***** Extrait du texte
Bien des Québécois souhaitent que le débat sur le port des signes religieux soit clos une fois pour toutes. C’est un leurre toutefois de penser qu’il suffit d’appliquer le compromis formulé en 2008 par Bouchard-Taylor pour tout régler. C’est aussi un leurre de croire que le flou sur ce qui est permis et interdit se dissipera par magie. La sensiblerie et la démagogie dont ont fait preuve cette semaine les politiciens autour du hijab de l’étudiante en techniques policières Sondos Lamrhari montrent qu’il faudra compter sur les tribunaux pour dénouer l’impasse.
Le débat sur le port de signes religieux anime et divise le Québec depuis plus de 10 ans et sert de carburant à toutes les formations politiques qui mêlent neutralité des institutions et des individus, impartialité, prosélytisme et droit des victimes, épinglette d’un parti et kippa à l’approche des élections.
Celles de l’automne ne feront pas exception même si bon nombre de Québécois, de toutes allégeances politiques, souhaiteraient sûrement que leurs élus s’attaquent à d’autres dossiers beaucoup plus urgents et préoccupants pour l’avenir du Québec.
**********
***** Enregistrements conservés
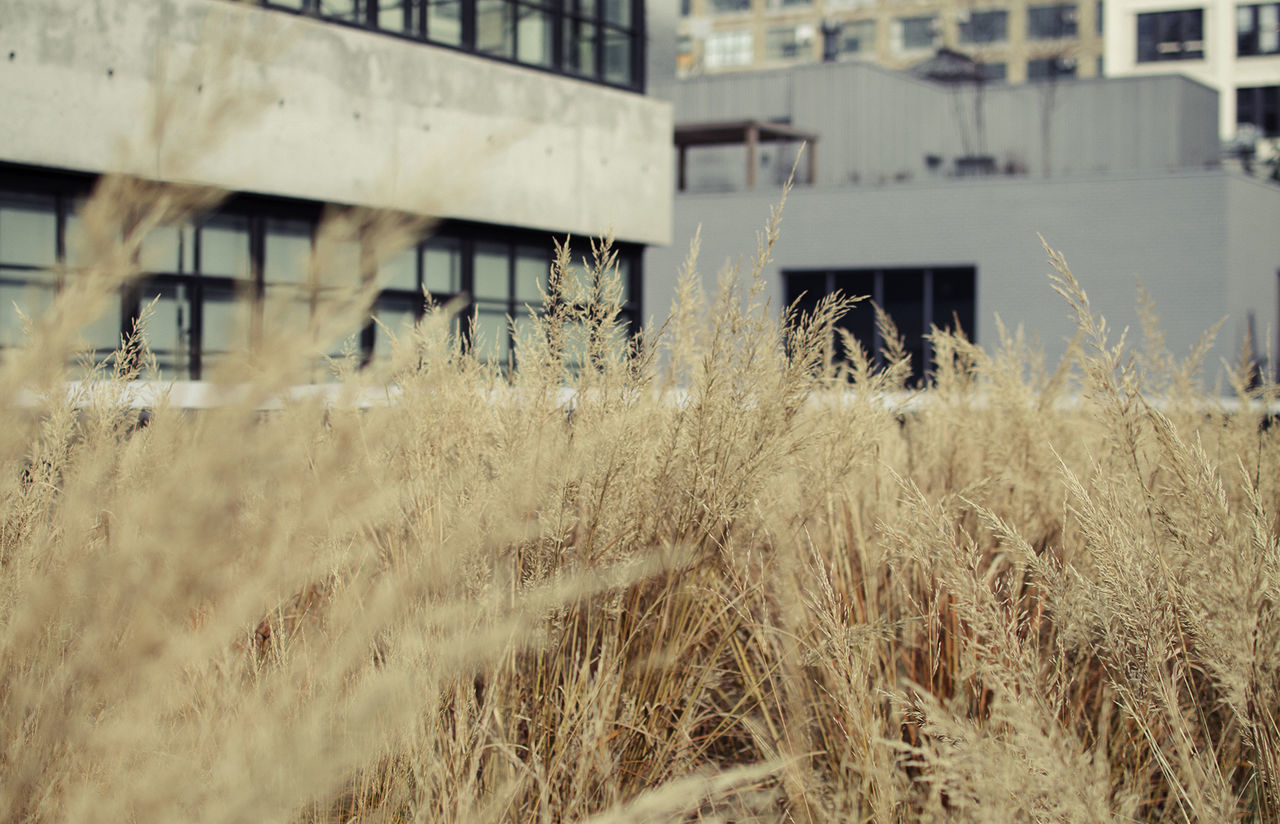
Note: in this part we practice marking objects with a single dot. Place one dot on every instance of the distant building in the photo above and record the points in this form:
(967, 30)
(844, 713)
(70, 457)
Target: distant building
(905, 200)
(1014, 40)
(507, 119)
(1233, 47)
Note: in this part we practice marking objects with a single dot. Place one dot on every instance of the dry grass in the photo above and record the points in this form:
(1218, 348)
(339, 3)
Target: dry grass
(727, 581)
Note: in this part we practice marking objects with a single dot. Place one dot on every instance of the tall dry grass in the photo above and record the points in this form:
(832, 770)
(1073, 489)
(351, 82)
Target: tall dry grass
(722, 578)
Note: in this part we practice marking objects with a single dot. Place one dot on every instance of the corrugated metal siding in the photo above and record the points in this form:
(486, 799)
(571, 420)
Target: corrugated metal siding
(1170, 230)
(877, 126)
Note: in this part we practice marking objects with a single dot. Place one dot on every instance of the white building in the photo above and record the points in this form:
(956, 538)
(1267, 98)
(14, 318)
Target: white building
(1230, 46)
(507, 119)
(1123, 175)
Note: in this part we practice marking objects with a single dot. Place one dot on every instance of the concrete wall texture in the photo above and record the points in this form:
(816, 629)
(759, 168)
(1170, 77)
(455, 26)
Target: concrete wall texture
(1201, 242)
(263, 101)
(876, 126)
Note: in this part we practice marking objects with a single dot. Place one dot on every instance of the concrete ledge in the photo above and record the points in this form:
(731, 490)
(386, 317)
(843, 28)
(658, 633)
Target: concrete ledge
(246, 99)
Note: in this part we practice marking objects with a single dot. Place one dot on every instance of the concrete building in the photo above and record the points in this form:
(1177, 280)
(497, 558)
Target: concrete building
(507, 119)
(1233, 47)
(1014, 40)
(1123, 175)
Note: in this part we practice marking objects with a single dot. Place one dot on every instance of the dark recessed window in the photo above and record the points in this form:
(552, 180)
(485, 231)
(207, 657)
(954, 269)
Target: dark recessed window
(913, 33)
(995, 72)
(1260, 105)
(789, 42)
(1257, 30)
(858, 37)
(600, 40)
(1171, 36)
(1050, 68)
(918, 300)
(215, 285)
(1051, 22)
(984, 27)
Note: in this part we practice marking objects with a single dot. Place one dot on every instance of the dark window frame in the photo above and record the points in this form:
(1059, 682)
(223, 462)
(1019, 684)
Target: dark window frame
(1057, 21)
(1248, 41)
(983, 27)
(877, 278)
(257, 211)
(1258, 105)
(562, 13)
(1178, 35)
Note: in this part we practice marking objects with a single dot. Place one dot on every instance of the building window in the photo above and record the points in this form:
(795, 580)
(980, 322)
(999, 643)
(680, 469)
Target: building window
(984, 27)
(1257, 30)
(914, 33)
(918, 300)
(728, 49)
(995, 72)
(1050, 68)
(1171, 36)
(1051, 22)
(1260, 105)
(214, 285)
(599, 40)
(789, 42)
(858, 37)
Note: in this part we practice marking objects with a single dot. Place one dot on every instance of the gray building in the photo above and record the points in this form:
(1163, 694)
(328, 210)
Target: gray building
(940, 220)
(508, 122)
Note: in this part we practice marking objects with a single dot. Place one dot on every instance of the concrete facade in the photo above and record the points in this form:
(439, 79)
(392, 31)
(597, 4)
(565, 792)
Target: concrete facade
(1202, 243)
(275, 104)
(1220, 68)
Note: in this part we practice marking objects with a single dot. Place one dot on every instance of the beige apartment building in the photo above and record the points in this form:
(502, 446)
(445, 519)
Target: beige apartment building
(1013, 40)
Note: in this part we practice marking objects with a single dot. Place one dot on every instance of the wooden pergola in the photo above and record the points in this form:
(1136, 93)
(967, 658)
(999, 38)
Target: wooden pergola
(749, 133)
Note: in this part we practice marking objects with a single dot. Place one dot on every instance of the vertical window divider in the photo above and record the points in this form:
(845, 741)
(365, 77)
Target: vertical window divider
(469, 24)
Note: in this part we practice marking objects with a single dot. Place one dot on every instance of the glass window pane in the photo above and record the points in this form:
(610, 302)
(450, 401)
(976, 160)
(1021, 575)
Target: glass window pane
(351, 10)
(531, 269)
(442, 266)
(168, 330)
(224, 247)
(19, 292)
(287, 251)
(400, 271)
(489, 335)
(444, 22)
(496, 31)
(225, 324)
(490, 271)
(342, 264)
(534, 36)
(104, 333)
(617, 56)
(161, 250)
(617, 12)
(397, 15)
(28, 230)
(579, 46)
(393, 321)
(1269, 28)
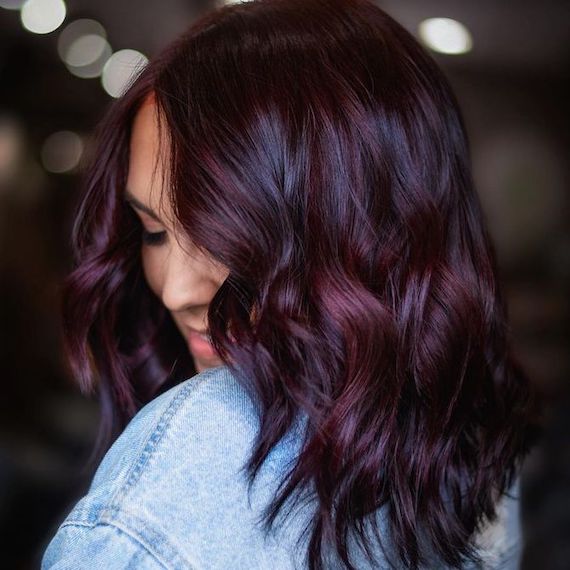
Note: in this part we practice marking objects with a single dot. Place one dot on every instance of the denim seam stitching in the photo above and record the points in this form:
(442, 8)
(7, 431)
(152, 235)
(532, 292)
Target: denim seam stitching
**********
***** Enregistrements conservés
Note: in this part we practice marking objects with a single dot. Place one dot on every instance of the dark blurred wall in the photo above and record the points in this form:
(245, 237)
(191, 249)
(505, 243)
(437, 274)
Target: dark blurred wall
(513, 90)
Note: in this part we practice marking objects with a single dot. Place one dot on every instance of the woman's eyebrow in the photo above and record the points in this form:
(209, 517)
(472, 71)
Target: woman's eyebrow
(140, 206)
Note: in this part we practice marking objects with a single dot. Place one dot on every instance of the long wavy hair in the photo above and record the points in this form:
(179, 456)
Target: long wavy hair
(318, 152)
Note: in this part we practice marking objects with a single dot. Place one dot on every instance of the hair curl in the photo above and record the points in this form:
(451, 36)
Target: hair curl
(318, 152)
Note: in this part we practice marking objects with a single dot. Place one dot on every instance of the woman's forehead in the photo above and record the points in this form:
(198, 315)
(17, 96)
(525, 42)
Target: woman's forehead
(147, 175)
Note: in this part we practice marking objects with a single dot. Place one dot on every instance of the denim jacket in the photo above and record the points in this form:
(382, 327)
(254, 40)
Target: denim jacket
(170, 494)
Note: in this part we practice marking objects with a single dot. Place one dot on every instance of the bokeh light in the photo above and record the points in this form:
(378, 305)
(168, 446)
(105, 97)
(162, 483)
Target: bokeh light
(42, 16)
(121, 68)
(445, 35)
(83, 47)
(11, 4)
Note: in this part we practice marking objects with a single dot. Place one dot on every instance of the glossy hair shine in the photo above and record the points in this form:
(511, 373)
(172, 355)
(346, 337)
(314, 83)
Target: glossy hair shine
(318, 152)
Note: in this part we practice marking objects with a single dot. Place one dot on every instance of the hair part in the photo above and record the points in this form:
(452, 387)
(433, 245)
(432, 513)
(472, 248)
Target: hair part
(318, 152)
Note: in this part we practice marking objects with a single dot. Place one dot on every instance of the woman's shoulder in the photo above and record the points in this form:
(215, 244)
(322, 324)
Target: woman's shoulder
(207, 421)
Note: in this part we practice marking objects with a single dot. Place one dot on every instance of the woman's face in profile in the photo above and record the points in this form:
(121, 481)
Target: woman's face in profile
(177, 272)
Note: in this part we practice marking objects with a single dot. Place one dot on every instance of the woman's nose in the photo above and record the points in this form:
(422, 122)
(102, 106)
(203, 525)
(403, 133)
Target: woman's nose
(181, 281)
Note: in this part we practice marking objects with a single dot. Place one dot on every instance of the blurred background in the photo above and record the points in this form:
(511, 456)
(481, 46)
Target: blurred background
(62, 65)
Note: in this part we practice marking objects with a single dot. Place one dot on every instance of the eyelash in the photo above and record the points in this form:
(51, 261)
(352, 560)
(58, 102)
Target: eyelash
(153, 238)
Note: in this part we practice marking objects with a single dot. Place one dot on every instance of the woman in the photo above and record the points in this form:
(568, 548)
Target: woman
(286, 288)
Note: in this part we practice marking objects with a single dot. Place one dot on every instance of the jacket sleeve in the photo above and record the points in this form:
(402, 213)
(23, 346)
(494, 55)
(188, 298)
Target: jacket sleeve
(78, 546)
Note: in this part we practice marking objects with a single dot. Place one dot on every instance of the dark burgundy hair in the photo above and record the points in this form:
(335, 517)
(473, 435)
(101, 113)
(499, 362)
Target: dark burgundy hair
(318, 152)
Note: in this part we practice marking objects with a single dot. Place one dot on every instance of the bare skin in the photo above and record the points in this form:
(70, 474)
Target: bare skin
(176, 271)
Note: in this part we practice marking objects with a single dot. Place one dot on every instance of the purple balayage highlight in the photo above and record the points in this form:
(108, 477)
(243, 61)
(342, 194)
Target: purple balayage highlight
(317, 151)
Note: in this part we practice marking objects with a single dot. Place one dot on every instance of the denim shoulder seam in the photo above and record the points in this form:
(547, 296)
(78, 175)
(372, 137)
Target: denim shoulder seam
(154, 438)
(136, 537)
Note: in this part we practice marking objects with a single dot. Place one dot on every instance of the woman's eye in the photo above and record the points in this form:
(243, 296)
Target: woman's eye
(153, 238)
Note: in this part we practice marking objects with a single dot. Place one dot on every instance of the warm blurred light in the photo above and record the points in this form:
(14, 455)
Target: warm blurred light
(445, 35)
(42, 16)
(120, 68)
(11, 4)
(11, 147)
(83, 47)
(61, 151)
**********
_Consignes_.
1 > Selon l'extrait sur les signes religieux, en quelle année le compromis Bouchard-Taylor a-t-il été formulé ?
2 > Poursuivez l'extrait sur les signes religieux à partir de sa dernière phrase.

_Résultats finaux_.
1 > En 2008.

2 >
Jugée trop timide au départ, la proposition de Gérard Bouchard et de Charles Taylor d’interdire le port de signes religieux aux agents de l’État (magistrats, procureurs de la Couronne, policiers, gardiens de prisons, président et vice-président de l’Assemblée nationale) est devenue au fil du temps un point de ralliement pour plusieurs citoyens, mais aussi pour les partis politiques. Sauf pour le Parti libéral du Québec et son chef, bien que la formule semble ne pas déplaire à tous les députés francophones.
Rappelons aussi que Charles Taylor s’est dissocié l’an dernier de cette recommandation de son rapport. S’il estimait en 2008 qu’il s’agissait d’un bon compromis dans le contexte québécois, il a constaté que la proposition de restreindre les droits de certaines classes de citoyens — il pointait du doigt la Charte des valeurs du gouvernement péquiste — avait eu ces dernières années un effet secondaire de stigmatisation notamment chez les musulmans.
L’ancien commissaire justifiait également son retrait par le fait qu’une législation pour interdire le port de signes religieux «serait très probablement invalidée par les cours». Des libéraux pensent de même. Passons le test des tribunaux.
Si les politiciens, y compris les libéraux, souhaitaient vraiment sortir les Québécois d’un débat dans lequel ils pataugent depuis 10 ans et qui n’est bon ni pour les Québécois dits de souche ni pour ceux d’origines et de religions diverses, le prochain gouvernement devrait s’engager à demander un renvoi pour que la Cour suprême détermine si le compromis de départ de Bouchard-Taylor est compatible avec la Charte des droits et libertés.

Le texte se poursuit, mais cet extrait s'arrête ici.